▶ **Exercise instructions**: Present each nonblank line of the material below as a row in a Markdown table, with a "Row" column that numbers it and a "Line" column that holds its text.

▶ **Provided data**:

* START *

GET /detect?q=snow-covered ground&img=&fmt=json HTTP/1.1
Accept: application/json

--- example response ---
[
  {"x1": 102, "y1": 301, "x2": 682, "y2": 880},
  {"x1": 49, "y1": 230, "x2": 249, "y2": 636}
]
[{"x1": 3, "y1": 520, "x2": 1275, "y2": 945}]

* END *

▶ **Output**:
| Row | Line |
|---|---|
| 1 | GET /detect?q=snow-covered ground&img=&fmt=json HTTP/1.1 |
| 2 | Accept: application/json |
| 3 | --- example response --- |
| 4 | [ |
| 5 |   {"x1": 102, "y1": 301, "x2": 682, "y2": 880}, |
| 6 |   {"x1": 49, "y1": 230, "x2": 249, "y2": 636} |
| 7 | ] |
| 8 | [{"x1": 3, "y1": 520, "x2": 1275, "y2": 945}] |